# What you have to do
Reproduce all of the entries below, substituting "van" for every occurrence of "minivan" and leaving everything else unchanged.
━━━━━━━━━━━━━━━━
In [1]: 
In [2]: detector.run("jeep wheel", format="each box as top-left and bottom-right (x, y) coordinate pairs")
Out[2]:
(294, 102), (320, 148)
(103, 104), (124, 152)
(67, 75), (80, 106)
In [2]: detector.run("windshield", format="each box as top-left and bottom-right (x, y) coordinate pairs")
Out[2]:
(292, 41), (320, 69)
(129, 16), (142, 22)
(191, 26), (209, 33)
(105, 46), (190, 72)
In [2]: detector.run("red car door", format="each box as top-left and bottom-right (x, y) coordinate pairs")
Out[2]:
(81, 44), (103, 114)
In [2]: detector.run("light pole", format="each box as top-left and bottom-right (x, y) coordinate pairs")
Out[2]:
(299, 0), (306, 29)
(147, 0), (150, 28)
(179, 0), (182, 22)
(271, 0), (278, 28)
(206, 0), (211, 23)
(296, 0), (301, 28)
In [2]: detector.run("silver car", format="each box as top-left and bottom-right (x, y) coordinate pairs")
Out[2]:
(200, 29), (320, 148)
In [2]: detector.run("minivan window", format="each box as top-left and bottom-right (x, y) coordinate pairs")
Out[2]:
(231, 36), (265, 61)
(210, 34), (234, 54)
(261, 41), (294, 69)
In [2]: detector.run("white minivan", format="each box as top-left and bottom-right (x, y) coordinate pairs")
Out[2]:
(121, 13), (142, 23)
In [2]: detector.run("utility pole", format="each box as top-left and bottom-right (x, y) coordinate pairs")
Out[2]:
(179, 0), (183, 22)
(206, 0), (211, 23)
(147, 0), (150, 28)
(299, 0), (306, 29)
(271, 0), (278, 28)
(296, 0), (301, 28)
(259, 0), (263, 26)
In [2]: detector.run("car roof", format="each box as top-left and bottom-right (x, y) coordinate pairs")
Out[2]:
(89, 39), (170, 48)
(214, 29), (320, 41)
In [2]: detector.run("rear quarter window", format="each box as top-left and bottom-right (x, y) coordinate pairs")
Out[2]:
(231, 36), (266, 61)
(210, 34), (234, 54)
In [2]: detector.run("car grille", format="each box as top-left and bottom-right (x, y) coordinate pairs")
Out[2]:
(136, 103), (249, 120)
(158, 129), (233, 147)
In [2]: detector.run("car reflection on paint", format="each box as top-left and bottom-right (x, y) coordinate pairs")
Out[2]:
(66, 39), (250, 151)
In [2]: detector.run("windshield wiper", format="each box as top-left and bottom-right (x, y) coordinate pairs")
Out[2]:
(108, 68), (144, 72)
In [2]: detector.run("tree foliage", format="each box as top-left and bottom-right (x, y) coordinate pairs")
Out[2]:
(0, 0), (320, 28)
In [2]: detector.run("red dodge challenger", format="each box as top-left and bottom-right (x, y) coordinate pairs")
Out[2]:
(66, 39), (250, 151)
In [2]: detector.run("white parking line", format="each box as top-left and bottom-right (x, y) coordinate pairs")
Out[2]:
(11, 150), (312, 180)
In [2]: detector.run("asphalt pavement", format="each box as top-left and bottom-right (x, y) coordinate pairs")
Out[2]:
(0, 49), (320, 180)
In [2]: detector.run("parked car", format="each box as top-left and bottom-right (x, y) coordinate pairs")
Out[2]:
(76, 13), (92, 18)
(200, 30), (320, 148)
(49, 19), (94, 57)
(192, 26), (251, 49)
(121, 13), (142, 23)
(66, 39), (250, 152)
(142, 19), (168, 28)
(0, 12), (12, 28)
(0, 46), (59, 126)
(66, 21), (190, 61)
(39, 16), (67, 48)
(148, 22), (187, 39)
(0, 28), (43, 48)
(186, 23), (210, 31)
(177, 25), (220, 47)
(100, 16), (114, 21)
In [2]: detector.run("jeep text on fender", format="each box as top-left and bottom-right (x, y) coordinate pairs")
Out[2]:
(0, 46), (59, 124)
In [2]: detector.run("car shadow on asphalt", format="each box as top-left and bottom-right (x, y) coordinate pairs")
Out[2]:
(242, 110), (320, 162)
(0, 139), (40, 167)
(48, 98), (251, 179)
━━━━━━━━━━━━━━━━
# Correct response
In [1]: 
In [2]: detector.run("jeep wheel", format="each box as top-left and bottom-right (x, y) coordinate pairs")
Out[2]:
(294, 102), (320, 148)
(103, 104), (124, 152)
(67, 75), (80, 106)
In [2]: detector.run("windshield", format="each box as top-left and bottom-right (x, y) coordinate pairs")
Out[2]:
(292, 41), (320, 69)
(129, 16), (142, 22)
(191, 26), (209, 33)
(105, 46), (190, 72)
In [2]: detector.run("red car door", format="each box as top-left and bottom-right (x, y) coordinate pairs")
Out[2]:
(81, 44), (103, 114)
In [2]: detector.run("light pole", format="each box as top-left and bottom-right (x, y) coordinate pairs")
Out[2]:
(299, 0), (306, 29)
(147, 0), (150, 28)
(179, 0), (182, 22)
(271, 0), (278, 28)
(206, 0), (211, 23)
(296, 0), (301, 28)
In [2]: detector.run("silver car", format="each box as top-left and bottom-right (x, y) coordinate pairs")
Out[2]:
(200, 29), (320, 148)
In [2]: detector.run("van window", format="each box as top-left and bottom-right (x, y) coordinate pairs")
Out[2]:
(231, 36), (265, 61)
(210, 34), (234, 54)
(261, 41), (294, 69)
In [2]: detector.run("white van", format="each box as top-left and bottom-right (x, y) coordinate pairs")
Out[2]:
(121, 13), (142, 23)
In [2]: detector.run("utility pole", format="each box as top-left and bottom-right (x, y) coordinate pairs")
Out[2]:
(179, 0), (183, 22)
(206, 0), (211, 23)
(147, 0), (150, 28)
(299, 0), (306, 29)
(271, 0), (278, 28)
(296, 0), (301, 28)
(259, 0), (263, 26)
In [2]: detector.run("car roof", format="each box as top-left and bottom-right (x, y) coordinate pairs")
Out[2]:
(89, 39), (170, 48)
(214, 29), (320, 41)
In [2]: detector.run("rear quarter window", format="each box as top-left and bottom-right (x, y) coordinate pairs")
Out[2]:
(231, 36), (266, 61)
(210, 34), (234, 54)
In [2]: detector.run("car grille", format="each box as top-left and bottom-right (x, y) coordinate pairs")
Out[2]:
(136, 103), (249, 120)
(158, 129), (233, 147)
In [2]: detector.run("car reflection on paint", format="each box as top-left and bottom-right (x, y) coordinate pairs")
Out[2]:
(66, 39), (250, 151)
In [2]: detector.run("windshield wiper", format="each box as top-left and bottom-right (x, y) coordinate pairs")
Out[2]:
(108, 68), (144, 72)
In [2]: detector.run("tree foliage", format="each box as top-left and bottom-right (x, y) coordinate pairs")
Out[2]:
(0, 0), (320, 28)
In [2]: detector.run("red dodge challenger", format="each box as top-left and bottom-right (x, y) coordinate pairs")
Out[2]:
(66, 39), (250, 151)
In [2]: detector.run("white parking line", format="each box as top-left and bottom-right (x, y) coordinate pairs")
Out[2]:
(11, 150), (312, 180)
In [2]: detector.run("asphalt pavement", format="each box as top-left and bottom-right (x, y) coordinate pairs")
Out[2]:
(0, 49), (320, 180)
In [2]: detector.run("parked car", format="each box as top-left and bottom-right (x, y) coordinate pairs")
Out[2]:
(76, 13), (92, 18)
(200, 30), (320, 148)
(49, 19), (94, 57)
(192, 26), (251, 49)
(121, 13), (142, 23)
(66, 39), (250, 152)
(142, 19), (168, 28)
(0, 12), (12, 28)
(0, 46), (59, 126)
(66, 21), (190, 61)
(39, 16), (67, 48)
(148, 22), (187, 39)
(0, 28), (43, 48)
(186, 23), (210, 31)
(177, 25), (220, 47)
(100, 16), (114, 21)
In [2]: detector.run("jeep text on fender", format="each box as top-left and bottom-right (x, y) coordinate pairs")
Out[2]:
(0, 46), (59, 124)
In [2]: detector.run("car shadow on asphalt", format="each box as top-left and bottom-right (x, y) coordinate pairs")
Out[2]:
(242, 110), (320, 162)
(0, 139), (40, 167)
(48, 98), (251, 179)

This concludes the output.